Requirement 1
According to the passage on the Alberta election, how many seats did the UCP win, and out of how many?
Requirement 2
Scale the entries from the line containing "Practice step: find the round" up to and including the line containing "(1285, 503)". Repeat every line, requests included, but multiply each marker coordinate by 1.8 and round to whole numbers with halves rounded up, leaving the sample coordinates in the requests unchanged.

Extract provided
(begin)
Alberta election gave UCP majority government that is it took more than half the seats .
but it is slender - 49 seats out of 87.
Actually less than 49 because Speaker will come out of the UCP caucus and one candidate-now-member who was terribly off the game plan faces expulsion from the caucus. likely she will vote UCP anyway and likely the expulsion, if it is done, will be of short duration.
But for a time UCP (perhaps) will have just 47 caucus members.
this is said to be just three more than majority,
But actually the majority or minority thing is used just to label the type of government
in the working of legislature all that matters is who has more votes.
The UCP can out-vote the NDP opposition with just 39 MLAs, giving it a cushion of 8 or so, a larger cushion than three.
But yes the slender lead in the legislature does mean that a block of say six UCP MLAs, say those belonging to the Trump-style Take Back Alberta faction, could determine the survival or demise of the government.
Their election is likely accountable to the single-winner FPTP - With only one UCP candidate running in each district, voters had no choice if they voted UCP even if they had wanted to elect a more-normal Progressive-Conservative-party-style UCP member.
MMDs and fair voting would allow that choice to voters, as well as producing less artificially-created regionalism - such as the NDP's artificial one-party sweep of Alberta's capital city.
The FPTP straitjacket was actually I think, the impetus of electoral reform back in 1910s/1920s.
(end)
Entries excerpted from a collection
(begin)
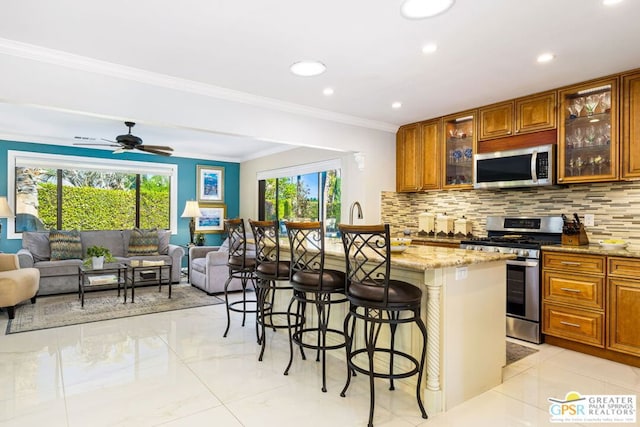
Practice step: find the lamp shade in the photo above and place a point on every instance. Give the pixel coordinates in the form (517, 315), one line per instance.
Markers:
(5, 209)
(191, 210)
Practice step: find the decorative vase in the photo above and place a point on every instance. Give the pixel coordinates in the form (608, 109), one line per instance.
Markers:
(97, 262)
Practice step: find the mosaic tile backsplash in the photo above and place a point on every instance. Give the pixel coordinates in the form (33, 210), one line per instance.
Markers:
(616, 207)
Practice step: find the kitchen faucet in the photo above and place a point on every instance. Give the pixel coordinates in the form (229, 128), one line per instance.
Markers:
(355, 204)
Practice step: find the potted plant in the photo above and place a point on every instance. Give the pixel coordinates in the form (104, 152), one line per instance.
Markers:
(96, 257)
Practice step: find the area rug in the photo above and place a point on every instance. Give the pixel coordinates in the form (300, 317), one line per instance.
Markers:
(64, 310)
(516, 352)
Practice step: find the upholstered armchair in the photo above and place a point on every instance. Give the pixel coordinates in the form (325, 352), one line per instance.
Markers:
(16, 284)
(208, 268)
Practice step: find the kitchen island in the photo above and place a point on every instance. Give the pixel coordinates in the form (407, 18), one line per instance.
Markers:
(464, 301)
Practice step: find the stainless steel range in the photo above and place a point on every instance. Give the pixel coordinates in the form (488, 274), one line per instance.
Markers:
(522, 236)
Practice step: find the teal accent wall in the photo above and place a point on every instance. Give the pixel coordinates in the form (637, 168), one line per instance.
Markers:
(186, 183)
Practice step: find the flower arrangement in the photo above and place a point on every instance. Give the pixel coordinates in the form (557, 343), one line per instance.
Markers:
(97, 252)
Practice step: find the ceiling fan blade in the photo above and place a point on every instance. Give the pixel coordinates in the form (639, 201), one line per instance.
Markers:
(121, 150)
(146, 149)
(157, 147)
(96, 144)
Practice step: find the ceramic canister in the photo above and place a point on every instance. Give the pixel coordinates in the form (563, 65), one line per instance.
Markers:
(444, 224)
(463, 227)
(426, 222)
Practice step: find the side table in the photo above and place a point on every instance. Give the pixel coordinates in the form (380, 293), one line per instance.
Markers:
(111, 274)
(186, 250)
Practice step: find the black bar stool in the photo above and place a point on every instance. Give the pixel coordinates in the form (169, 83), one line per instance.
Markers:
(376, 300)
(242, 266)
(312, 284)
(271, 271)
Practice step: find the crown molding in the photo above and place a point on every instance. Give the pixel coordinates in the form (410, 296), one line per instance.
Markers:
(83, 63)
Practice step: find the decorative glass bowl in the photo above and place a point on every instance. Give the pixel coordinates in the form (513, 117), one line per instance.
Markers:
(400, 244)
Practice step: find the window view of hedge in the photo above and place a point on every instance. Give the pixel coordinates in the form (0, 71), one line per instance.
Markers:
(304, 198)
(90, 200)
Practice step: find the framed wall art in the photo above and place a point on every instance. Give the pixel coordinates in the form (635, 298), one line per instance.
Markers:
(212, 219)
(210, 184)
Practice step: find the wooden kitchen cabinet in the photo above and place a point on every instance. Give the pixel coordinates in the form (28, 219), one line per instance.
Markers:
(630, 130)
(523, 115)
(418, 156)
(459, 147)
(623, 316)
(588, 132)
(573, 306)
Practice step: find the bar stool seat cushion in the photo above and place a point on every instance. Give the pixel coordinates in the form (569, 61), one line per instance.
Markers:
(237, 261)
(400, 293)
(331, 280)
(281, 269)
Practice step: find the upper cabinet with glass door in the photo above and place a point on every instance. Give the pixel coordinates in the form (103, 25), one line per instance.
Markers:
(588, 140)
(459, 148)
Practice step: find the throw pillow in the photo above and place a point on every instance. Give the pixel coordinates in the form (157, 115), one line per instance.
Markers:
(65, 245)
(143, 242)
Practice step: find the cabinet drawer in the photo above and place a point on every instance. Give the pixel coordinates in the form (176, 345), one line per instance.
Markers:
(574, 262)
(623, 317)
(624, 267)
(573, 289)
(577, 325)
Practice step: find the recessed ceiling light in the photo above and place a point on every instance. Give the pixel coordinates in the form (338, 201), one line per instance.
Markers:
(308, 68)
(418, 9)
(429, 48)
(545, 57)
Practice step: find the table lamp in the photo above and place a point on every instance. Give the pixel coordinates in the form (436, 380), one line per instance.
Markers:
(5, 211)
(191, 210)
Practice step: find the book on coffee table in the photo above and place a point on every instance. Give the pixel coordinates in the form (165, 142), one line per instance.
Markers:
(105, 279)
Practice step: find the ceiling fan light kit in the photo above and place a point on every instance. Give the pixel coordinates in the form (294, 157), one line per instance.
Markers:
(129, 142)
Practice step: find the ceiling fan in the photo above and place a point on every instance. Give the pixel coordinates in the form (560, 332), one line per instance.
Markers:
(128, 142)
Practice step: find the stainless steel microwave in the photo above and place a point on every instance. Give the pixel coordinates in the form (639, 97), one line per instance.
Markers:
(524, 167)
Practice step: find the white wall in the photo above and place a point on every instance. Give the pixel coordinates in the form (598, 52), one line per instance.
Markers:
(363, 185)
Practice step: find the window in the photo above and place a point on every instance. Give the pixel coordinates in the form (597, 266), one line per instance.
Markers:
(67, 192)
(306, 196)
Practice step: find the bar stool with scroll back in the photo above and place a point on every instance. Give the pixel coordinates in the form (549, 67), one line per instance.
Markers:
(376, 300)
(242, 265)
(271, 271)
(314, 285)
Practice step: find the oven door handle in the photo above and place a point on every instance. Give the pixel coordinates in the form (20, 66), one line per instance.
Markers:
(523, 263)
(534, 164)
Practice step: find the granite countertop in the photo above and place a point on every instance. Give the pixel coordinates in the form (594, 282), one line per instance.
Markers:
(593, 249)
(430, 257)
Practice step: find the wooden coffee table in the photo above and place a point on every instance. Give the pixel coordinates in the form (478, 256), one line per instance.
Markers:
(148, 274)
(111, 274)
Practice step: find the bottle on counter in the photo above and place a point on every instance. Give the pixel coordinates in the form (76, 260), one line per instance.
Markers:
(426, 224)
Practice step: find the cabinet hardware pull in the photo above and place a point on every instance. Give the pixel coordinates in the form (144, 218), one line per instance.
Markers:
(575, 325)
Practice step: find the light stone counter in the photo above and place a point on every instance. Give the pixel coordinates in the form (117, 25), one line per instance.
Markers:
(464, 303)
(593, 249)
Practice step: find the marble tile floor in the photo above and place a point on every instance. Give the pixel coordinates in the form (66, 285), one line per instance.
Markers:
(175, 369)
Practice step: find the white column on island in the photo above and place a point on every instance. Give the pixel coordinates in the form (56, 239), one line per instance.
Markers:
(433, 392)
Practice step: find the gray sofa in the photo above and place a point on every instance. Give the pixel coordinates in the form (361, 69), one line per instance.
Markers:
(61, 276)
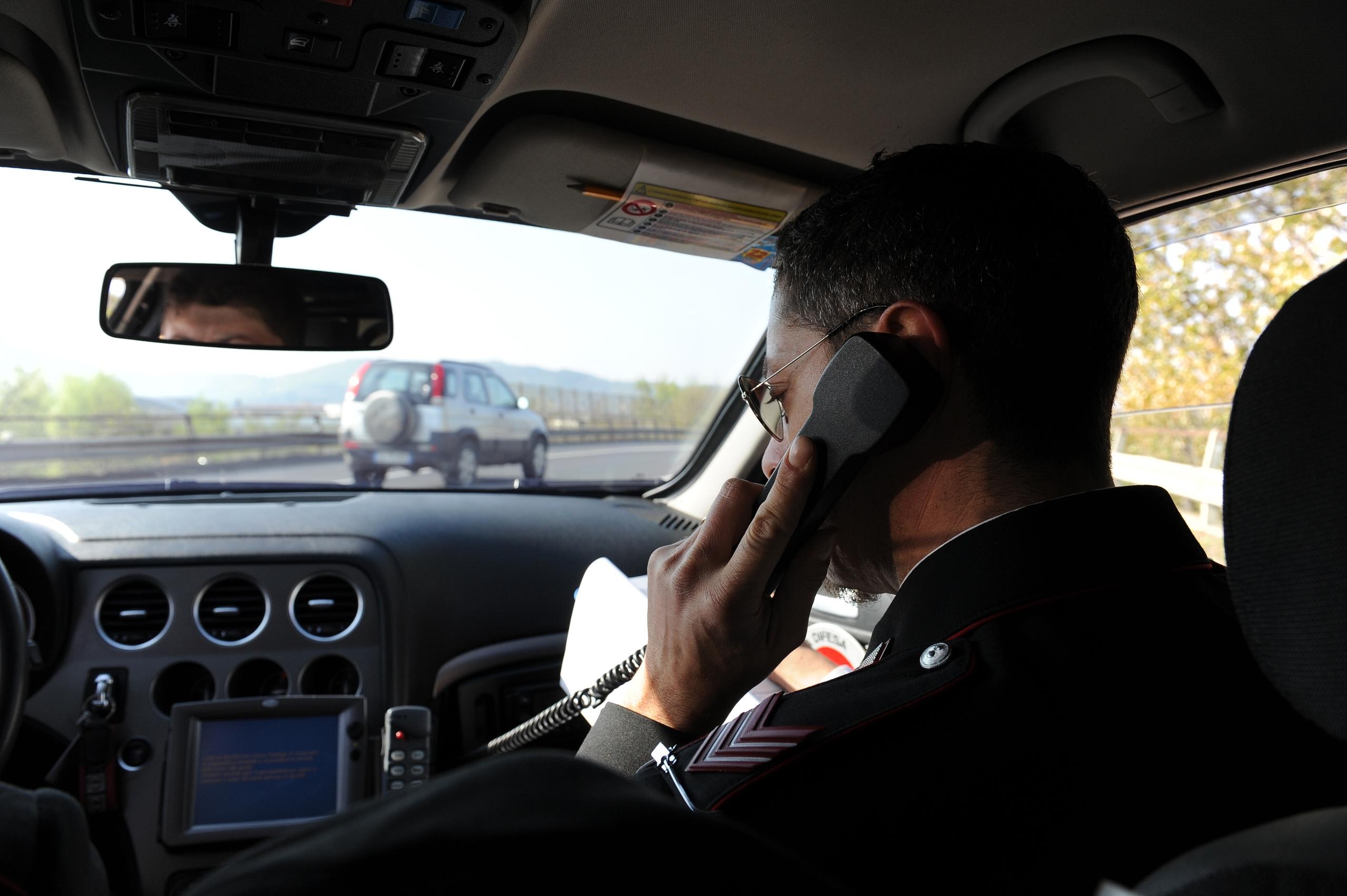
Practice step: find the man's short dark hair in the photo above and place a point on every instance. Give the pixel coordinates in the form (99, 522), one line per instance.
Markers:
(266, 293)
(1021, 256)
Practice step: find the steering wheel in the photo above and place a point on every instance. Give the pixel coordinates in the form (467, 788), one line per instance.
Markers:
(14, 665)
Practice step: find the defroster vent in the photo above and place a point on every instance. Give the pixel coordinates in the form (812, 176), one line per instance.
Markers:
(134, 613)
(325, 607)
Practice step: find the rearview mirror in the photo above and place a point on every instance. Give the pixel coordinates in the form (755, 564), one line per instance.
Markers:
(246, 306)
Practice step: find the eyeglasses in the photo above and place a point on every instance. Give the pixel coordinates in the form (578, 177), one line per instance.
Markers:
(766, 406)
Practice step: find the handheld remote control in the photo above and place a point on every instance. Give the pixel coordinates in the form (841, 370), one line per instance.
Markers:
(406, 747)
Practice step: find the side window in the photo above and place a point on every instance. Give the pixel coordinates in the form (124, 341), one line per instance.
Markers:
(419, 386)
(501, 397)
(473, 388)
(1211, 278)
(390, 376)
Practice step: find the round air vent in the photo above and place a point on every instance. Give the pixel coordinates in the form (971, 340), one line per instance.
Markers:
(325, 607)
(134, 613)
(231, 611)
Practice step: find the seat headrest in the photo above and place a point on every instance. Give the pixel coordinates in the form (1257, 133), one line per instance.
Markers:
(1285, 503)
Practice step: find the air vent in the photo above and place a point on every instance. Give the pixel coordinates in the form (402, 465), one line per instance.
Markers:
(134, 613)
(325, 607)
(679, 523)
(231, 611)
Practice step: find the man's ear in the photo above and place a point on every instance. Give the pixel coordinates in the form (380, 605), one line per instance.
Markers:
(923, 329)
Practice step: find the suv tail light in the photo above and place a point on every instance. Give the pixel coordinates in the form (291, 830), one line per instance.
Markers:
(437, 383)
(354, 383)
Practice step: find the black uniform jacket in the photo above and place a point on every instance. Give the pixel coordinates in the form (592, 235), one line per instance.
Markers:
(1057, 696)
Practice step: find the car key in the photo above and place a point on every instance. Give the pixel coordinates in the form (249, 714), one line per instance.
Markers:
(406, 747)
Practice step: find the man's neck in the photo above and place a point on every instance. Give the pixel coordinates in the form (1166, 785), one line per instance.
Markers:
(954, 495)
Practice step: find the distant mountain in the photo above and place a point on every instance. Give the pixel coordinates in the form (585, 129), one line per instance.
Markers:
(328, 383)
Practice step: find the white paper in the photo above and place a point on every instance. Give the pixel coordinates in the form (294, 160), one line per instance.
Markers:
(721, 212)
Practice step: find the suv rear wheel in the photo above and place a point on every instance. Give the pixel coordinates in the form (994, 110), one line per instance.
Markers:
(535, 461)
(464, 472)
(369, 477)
(end)
Output 1
49 seats out of 87.

Output 2
Practice step: find the round air vent in the photo above and place a point on every instance. Give the pixel coordinates in the form (971, 340), one line per instance.
Markers:
(585, 1093)
(241, 1103)
(416, 1100)
Practice step: find the seat headrest in the photo above and place a point on every instance. Give the pixel coordinates in the form (1257, 133), one line per instance.
Markers:
(2313, 905)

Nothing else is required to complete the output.